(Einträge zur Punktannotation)
=======

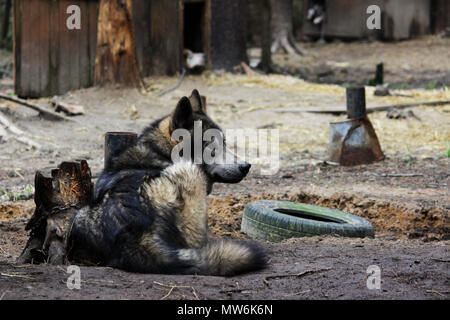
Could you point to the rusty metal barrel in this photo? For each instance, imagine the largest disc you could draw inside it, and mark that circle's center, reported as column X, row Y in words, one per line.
column 354, row 141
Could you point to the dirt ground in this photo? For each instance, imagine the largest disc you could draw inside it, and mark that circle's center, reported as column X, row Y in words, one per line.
column 409, row 212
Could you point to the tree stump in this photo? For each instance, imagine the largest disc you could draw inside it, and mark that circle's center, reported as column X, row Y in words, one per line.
column 282, row 28
column 58, row 196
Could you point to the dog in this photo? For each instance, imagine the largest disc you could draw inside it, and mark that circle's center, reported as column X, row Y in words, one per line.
column 149, row 214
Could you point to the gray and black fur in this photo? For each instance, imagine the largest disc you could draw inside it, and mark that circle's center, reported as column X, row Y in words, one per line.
column 149, row 215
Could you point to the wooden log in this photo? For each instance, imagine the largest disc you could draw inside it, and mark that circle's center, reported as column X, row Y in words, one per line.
column 44, row 112
column 58, row 196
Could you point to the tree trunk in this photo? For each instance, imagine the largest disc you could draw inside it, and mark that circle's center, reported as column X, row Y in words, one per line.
column 116, row 49
column 266, row 37
column 282, row 27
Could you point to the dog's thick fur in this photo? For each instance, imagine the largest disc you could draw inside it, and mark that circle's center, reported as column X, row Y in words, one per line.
column 150, row 215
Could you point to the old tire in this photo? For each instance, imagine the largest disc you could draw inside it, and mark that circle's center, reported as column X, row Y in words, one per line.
column 278, row 220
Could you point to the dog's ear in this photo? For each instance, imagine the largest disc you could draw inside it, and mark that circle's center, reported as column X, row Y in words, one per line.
column 196, row 102
column 182, row 116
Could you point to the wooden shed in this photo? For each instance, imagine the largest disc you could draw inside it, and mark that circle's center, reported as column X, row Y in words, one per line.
column 50, row 59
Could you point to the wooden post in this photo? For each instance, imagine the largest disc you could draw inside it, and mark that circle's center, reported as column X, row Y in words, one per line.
column 116, row 142
column 356, row 102
column 116, row 49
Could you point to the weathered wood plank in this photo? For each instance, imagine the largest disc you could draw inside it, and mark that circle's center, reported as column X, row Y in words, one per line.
column 44, row 48
column 65, row 56
column 33, row 24
column 54, row 48
column 17, row 25
column 84, row 46
column 93, row 19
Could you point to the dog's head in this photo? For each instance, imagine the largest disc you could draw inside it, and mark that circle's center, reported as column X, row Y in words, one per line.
column 207, row 144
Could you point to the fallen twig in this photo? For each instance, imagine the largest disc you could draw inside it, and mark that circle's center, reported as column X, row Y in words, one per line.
column 15, row 275
column 35, row 107
column 397, row 175
column 298, row 275
column 437, row 292
column 248, row 71
column 173, row 287
column 369, row 109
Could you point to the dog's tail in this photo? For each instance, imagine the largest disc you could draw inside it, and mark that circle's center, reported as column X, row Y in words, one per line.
column 224, row 257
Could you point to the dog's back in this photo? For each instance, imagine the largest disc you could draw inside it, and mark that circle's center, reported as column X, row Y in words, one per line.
column 150, row 215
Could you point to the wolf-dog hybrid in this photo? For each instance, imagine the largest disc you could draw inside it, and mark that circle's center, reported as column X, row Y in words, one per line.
column 149, row 214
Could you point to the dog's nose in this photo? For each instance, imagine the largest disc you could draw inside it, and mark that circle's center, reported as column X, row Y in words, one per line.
column 245, row 167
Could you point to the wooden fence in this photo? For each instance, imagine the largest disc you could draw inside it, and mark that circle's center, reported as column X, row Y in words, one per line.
column 50, row 59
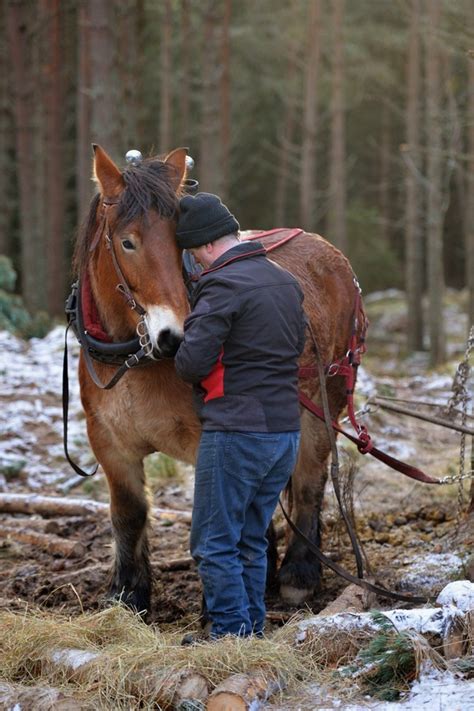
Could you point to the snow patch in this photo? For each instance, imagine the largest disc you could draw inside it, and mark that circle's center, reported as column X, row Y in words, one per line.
column 460, row 594
column 31, row 412
column 74, row 658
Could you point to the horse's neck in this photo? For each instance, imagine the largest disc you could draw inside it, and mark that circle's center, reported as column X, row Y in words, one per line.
column 114, row 314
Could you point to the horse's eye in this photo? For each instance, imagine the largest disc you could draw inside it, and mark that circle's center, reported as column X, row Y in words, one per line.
column 128, row 245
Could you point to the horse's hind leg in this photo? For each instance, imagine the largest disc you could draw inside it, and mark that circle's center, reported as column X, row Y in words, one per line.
column 131, row 573
column 300, row 571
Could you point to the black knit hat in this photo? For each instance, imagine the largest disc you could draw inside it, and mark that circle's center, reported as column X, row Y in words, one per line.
column 202, row 219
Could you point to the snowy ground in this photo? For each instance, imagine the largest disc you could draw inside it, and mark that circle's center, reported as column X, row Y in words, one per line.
column 407, row 530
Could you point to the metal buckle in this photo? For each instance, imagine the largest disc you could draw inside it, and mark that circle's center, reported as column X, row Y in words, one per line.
column 131, row 365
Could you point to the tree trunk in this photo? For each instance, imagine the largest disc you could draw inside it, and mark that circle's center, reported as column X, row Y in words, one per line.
column 103, row 88
column 165, row 77
column 286, row 137
column 225, row 94
column 53, row 190
column 22, row 32
column 384, row 174
column 469, row 221
column 6, row 140
column 84, row 112
column 413, row 233
column 209, row 153
column 337, row 231
column 185, row 80
column 434, row 214
column 130, row 74
column 308, row 159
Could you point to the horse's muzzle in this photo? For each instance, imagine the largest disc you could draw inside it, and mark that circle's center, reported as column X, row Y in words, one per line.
column 168, row 343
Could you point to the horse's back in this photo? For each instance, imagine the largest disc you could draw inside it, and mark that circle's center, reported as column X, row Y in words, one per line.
column 327, row 280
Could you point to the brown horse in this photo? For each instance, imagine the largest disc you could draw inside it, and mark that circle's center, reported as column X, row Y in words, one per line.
column 150, row 408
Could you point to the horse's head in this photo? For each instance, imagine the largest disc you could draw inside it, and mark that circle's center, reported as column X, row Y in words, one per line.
column 130, row 248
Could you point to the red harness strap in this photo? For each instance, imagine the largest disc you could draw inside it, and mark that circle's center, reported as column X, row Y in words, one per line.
column 261, row 235
column 347, row 367
column 361, row 444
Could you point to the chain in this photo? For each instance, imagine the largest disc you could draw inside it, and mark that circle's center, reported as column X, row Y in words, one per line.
column 461, row 397
column 144, row 336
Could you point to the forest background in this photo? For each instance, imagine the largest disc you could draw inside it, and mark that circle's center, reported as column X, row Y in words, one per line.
column 350, row 118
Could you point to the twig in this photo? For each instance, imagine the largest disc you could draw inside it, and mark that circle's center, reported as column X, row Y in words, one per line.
column 420, row 416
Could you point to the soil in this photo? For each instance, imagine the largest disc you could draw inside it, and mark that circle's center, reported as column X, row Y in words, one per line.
column 399, row 521
column 416, row 537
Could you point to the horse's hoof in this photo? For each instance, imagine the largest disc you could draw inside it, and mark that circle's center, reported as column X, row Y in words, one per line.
column 295, row 596
column 135, row 602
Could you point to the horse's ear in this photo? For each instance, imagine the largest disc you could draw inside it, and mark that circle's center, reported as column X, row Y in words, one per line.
column 177, row 160
column 106, row 174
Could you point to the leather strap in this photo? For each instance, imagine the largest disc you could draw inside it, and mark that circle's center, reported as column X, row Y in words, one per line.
column 73, row 464
column 406, row 469
column 343, row 573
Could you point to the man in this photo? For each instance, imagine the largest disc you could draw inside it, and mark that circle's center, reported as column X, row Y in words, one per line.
column 241, row 346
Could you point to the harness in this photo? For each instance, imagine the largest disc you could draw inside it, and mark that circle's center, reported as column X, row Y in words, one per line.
column 83, row 318
column 130, row 354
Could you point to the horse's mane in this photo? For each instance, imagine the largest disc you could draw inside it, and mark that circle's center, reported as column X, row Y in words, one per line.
column 148, row 186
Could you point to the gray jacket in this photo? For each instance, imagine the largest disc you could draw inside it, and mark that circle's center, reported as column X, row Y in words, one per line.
column 242, row 342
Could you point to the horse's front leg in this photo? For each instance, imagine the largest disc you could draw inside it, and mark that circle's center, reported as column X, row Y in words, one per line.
column 131, row 573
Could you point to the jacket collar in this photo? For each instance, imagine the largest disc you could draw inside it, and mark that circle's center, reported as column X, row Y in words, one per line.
column 243, row 250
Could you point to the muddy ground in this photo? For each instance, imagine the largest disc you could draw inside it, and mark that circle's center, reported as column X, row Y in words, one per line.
column 411, row 534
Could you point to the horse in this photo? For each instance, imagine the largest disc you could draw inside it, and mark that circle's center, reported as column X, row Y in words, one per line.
column 127, row 247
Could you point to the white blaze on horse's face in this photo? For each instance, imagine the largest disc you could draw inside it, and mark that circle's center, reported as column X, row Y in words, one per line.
column 164, row 328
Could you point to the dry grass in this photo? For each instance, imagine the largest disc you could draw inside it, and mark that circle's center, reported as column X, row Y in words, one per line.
column 128, row 651
column 132, row 657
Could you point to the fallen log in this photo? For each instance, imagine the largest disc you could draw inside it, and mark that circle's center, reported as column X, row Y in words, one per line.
column 48, row 542
column 241, row 692
column 352, row 599
column 169, row 690
column 338, row 637
column 39, row 698
column 64, row 506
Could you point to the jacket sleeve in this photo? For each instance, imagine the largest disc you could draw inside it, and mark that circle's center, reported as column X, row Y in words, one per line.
column 304, row 321
column 205, row 331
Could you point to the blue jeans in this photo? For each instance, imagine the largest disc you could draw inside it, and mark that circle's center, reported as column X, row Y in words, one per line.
column 239, row 477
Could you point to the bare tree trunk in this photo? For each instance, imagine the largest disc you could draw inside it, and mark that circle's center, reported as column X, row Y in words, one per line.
column 384, row 174
column 165, row 77
column 185, row 83
column 469, row 221
column 21, row 31
column 130, row 74
column 434, row 200
column 337, row 231
column 286, row 136
column 54, row 197
column 413, row 234
column 84, row 112
column 225, row 98
column 105, row 104
column 308, row 159
column 209, row 163
column 5, row 143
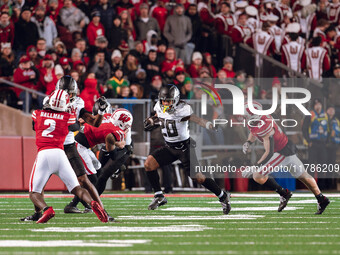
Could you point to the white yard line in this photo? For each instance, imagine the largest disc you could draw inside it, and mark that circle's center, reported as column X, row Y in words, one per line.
column 234, row 209
column 171, row 228
column 70, row 243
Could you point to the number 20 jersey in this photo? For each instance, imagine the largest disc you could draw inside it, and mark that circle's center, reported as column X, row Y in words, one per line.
column 51, row 128
column 173, row 129
column 265, row 127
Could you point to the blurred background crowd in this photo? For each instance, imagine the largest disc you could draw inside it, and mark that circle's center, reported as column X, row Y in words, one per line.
column 128, row 49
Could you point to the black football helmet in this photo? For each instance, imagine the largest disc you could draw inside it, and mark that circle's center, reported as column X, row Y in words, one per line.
column 171, row 94
column 68, row 84
column 95, row 108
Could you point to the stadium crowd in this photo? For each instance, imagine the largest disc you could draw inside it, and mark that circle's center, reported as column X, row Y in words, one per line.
column 128, row 49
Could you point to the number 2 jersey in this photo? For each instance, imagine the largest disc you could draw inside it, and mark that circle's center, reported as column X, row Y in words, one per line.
column 263, row 128
column 97, row 135
column 107, row 119
column 75, row 106
column 173, row 129
column 51, row 128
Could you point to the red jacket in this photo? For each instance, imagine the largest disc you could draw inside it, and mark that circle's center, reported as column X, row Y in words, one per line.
column 22, row 77
column 193, row 71
column 7, row 33
column 230, row 74
column 93, row 31
column 90, row 93
column 160, row 14
column 47, row 81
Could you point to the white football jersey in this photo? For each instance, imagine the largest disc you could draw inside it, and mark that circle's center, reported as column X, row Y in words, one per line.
column 173, row 129
column 76, row 105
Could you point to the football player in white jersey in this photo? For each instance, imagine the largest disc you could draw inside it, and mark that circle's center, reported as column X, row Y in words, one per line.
column 76, row 106
column 110, row 163
column 173, row 116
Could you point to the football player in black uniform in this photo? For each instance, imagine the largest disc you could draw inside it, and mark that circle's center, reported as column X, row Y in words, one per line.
column 173, row 116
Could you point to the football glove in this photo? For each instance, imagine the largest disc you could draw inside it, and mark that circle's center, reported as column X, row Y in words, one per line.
column 248, row 172
column 115, row 175
column 151, row 123
column 246, row 146
column 102, row 103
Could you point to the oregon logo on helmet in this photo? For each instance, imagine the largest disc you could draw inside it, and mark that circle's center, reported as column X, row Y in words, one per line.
column 124, row 118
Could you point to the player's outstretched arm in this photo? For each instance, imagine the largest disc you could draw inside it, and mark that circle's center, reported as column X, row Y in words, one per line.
column 151, row 123
column 202, row 122
column 111, row 143
column 246, row 145
column 268, row 144
column 95, row 120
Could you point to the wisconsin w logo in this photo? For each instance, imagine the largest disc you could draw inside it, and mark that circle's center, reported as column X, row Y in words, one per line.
column 124, row 118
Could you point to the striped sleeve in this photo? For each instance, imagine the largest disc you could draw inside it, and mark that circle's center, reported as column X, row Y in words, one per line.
column 119, row 135
column 71, row 120
column 34, row 115
column 266, row 130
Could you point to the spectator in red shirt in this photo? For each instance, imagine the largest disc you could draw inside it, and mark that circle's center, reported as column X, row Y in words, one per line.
column 207, row 61
column 170, row 60
column 196, row 65
column 228, row 67
column 32, row 53
column 47, row 78
column 95, row 28
column 6, row 29
column 90, row 93
column 160, row 13
column 53, row 9
column 27, row 77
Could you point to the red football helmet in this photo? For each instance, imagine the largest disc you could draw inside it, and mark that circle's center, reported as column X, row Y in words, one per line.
column 122, row 118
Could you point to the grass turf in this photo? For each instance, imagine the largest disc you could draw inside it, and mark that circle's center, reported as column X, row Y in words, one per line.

=======

- [ZU ERLEDIGENDE AUFGABE] Gib bitte alles von der Zeile mit „Could you point to the red harness“ bis hinunter zur Zeile mit „column 361, row 444“ erneut aus und benenne dabei „harness strap“ in „harness belt“ um. Alles Übrige bleibt unverändert.

- [ANTWORT ZUR AUFGABE]
Could you point to the red harness belt in this photo? For each instance, imagine the largest disc you could draw inside it, and mark that circle's center, reported as column X, row Y in words, one per line.
column 261, row 235
column 347, row 367
column 361, row 444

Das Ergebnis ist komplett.